• **RECORDS SUPPLIED**
§

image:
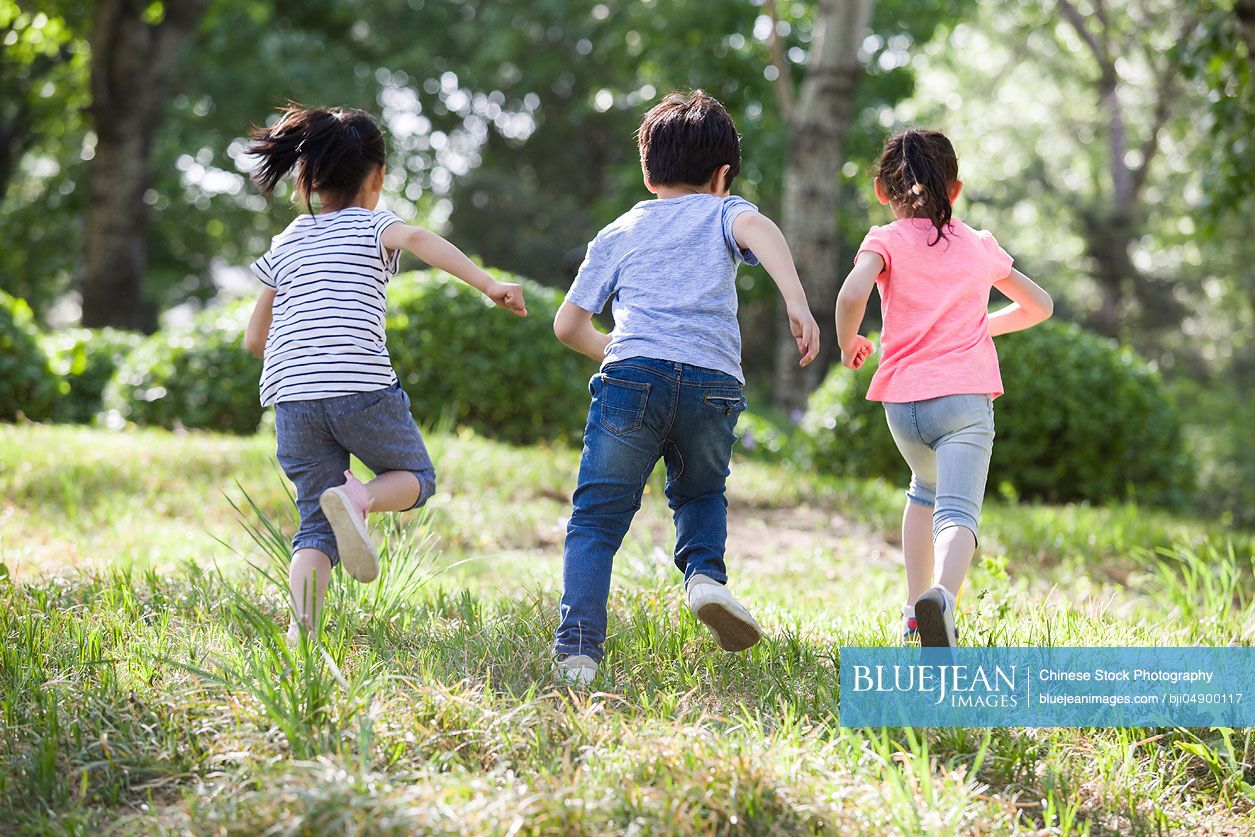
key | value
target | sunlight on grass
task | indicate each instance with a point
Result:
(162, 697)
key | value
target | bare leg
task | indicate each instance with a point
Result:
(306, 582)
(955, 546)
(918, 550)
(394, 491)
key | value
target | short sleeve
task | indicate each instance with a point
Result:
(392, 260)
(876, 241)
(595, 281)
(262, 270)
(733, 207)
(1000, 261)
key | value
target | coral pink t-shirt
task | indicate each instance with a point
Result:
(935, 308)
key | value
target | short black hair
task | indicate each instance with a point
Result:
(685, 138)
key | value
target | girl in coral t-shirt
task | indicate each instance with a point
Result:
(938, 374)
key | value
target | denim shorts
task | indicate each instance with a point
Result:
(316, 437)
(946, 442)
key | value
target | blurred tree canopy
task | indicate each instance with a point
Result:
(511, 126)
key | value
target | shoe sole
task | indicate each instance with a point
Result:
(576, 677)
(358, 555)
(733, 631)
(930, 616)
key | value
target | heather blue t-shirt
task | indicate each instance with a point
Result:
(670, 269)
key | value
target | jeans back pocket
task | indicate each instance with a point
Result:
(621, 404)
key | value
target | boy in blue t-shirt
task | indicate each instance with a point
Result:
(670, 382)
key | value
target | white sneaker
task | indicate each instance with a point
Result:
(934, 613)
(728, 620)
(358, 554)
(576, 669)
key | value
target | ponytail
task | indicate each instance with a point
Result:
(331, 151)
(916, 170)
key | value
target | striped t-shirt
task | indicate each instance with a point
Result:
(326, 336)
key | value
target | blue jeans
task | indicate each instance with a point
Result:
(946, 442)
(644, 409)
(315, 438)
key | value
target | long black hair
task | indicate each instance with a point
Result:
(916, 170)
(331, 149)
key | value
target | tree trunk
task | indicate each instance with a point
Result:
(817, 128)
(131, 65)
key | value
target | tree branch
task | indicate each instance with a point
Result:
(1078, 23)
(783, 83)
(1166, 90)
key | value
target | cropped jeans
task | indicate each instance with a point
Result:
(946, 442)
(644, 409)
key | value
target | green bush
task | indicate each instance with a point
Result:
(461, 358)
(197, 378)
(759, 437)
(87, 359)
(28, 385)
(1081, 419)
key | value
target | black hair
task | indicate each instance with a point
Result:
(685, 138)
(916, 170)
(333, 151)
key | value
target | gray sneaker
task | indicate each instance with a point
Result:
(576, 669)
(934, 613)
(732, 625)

§

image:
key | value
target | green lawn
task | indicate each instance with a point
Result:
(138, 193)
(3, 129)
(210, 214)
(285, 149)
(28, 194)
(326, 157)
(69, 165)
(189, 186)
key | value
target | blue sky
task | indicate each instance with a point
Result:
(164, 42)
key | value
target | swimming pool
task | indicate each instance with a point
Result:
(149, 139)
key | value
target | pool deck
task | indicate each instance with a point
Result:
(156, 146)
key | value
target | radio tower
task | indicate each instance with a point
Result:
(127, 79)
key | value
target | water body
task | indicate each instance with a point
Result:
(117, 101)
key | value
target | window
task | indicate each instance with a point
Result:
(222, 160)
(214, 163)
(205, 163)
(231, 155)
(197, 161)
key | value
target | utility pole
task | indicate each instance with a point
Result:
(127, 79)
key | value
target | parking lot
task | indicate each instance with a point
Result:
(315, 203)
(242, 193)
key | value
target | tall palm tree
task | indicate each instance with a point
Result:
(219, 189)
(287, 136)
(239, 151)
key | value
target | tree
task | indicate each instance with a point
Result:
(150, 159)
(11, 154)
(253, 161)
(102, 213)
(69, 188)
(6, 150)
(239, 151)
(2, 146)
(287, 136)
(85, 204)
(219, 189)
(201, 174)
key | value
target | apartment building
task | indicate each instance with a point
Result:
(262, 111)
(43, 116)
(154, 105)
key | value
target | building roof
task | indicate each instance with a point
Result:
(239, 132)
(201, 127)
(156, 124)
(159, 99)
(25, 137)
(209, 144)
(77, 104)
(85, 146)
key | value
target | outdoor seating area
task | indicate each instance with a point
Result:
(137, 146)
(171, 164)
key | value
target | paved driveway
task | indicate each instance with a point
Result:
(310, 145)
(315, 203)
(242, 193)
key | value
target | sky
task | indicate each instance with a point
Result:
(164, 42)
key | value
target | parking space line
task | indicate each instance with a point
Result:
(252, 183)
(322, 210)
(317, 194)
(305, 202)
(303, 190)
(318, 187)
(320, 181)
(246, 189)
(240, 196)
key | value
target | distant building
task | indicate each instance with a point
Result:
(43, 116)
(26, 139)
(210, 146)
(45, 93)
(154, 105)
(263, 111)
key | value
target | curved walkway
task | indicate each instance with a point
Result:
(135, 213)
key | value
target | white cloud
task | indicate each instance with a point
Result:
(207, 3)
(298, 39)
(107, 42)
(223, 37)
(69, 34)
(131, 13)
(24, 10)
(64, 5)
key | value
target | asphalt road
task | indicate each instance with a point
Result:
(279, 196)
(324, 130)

§

• **EXERCISE AIM**
Every line of the listing above that includes "green" should be copied out.

• **ANSWER BELOW**
target | green bush
target | green lawn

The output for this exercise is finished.